[Data listing]
◆ ◆ ◆ ◆
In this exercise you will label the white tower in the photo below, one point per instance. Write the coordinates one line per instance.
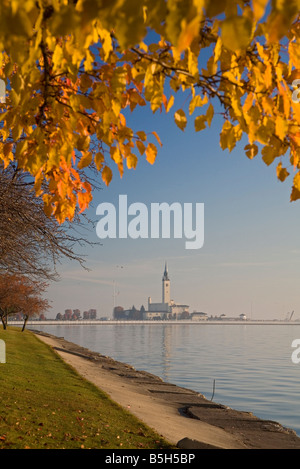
(166, 286)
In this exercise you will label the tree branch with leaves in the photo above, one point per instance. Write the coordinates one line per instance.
(74, 70)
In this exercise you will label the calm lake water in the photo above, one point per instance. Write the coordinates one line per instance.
(251, 364)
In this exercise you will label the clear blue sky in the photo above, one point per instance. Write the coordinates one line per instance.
(250, 260)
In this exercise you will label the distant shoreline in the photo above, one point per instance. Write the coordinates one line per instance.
(112, 322)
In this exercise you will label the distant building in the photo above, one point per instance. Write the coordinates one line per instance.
(167, 309)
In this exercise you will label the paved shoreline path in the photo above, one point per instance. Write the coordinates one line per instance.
(182, 416)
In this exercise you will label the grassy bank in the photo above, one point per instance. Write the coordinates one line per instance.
(45, 404)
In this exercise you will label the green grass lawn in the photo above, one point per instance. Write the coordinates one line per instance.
(44, 404)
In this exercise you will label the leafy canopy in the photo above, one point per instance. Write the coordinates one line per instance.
(73, 70)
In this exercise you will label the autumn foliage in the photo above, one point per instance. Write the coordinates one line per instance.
(75, 69)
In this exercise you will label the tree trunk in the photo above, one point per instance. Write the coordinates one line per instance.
(25, 321)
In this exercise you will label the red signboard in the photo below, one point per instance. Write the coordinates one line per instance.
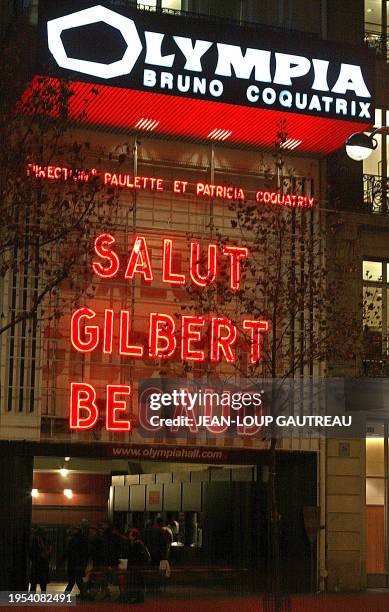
(177, 186)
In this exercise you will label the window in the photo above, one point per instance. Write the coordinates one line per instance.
(376, 26)
(376, 169)
(164, 4)
(375, 308)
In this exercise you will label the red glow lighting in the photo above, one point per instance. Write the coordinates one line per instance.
(120, 109)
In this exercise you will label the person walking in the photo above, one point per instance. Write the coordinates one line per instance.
(77, 555)
(40, 553)
(132, 583)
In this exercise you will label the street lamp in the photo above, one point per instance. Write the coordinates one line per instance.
(360, 145)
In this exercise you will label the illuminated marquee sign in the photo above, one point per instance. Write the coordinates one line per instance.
(148, 51)
(177, 186)
(196, 338)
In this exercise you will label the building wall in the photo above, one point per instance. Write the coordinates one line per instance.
(345, 515)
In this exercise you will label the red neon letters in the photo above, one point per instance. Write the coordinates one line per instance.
(83, 412)
(191, 339)
(163, 337)
(139, 262)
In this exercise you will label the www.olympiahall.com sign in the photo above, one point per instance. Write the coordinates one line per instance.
(144, 50)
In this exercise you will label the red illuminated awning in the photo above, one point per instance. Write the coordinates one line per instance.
(202, 120)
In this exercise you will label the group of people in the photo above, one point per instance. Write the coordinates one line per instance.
(93, 555)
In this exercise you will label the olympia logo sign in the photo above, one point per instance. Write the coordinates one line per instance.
(323, 82)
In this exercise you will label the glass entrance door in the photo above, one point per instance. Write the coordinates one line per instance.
(377, 504)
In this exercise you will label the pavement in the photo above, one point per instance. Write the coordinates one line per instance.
(188, 599)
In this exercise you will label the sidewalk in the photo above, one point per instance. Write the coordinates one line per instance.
(195, 602)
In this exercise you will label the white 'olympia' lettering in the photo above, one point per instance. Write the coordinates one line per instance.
(233, 61)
◆ ◆ ◆ ◆
> Instructions to follow
Quote the data above in full, leaving out the pictures it holds.

> Result of this exercise
In this exercise you will label the white tower in the photo below, one point per instance. Write the coordinates one line per instance.
(166, 286)
In this exercise you will label the tree branch with leaves in the photo above, one point per instance. Write the coordinates one line per instance.
(74, 70)
In this exercise you will label the calm lake water in the photo above, one point per instance. Write the coordinates one line per instance.
(251, 364)
In this exercise you will label the clear blue sky in the photo above, one point per instance. Write the coordinates one line per instance.
(250, 260)
In this exercise you will label the distant shoreline in the photo above, one point per instance. Write the coordinates one line per instance.
(112, 322)
In this exercise you will label the distant building in the photo above, one point per instance. Write the coordinates one line per instance.
(167, 309)
In this exercise you will label the paved shoreline path in the photo above, one point per instance. Write the coordinates one line per instance.
(182, 416)
In this exercise you will label the grassy bank in the photo above, one point per instance. Write the coordinates one line per instance.
(45, 404)
In this exercise you will label the green grass lawn in the photo above, one point per instance. Write the coordinates one line per instance.
(44, 404)
In this exercise you will label the leafy canopy in the photo above, one point per instance. Write the coordinates one line per instance.
(73, 70)
In this exercise you will label the autumn foliage in the photo above, one point per instance. Write the coordinates one line per instance.
(75, 69)
In this exercise you will label the tree trunk in the photo above, one point per instance. Write the coordinates one line per instance.
(25, 321)
In this exercise you will label the red signboard in the photo below, one point per instance. Write the coordinates one line per instance.
(177, 186)
In this exercise you will label the window in the photo above, one point per instance. Write the coordinates one line per instance.
(376, 26)
(376, 169)
(164, 4)
(375, 308)
In this exercise you will label the red glow lighting in the photo above, one point per instance. Write the coordinates one line per instance.
(120, 109)
In this exercise you will label the person walking in the photo above, one point per instance. Write the coordinates one line per instance.
(77, 555)
(40, 553)
(132, 583)
In this exercise you will label the street lamp in the photo above, one point per instance. Write the coordinates one line per instance.
(360, 145)
In this exercise you will label the illuminated marquee sign in the photo above, one point per instance. Write the coordinates one line per instance.
(148, 51)
(177, 186)
(196, 338)
In this exercise you will label the building wall in the photo above, one point per instance. Write the coordinates one line per instance.
(345, 515)
In this exercise you will label the red neon letters in the photo above, one point per instance. Write the coordinates one line per instance.
(83, 412)
(191, 339)
(163, 337)
(139, 262)
In this exercise you will label the www.olympiahall.com sign in the photo above, one point per instance. Write the coordinates one line per instance.
(144, 50)
In this exercise you will label the red illuminated awning in the photo above, one point per instance. Write the coordinates one line per instance.
(202, 120)
In this exercise you will label the group of people in the photo above, one point per instance. Write the coordinates one line per instance.
(93, 555)
In this exercise you will label the olympia logo sign in the photo above, one point per instance. Write the coordinates one line per instance.
(323, 82)
In this exercise you will label the glass entrance door in the photo above, one point per instance. Write the coordinates one line per instance.
(377, 504)
In this exercise you will label the pavement in the photo above, one point per instance. Write the coordinates one line per instance.
(188, 599)
In this exercise you will label the sidewalk in the photo above, one point per instance. Write the coordinates one line per instance.
(195, 602)
In this exercise you will label the white 'olympia' lettering in the photo above, one point per instance. Write the coordinates one line per instance.
(233, 61)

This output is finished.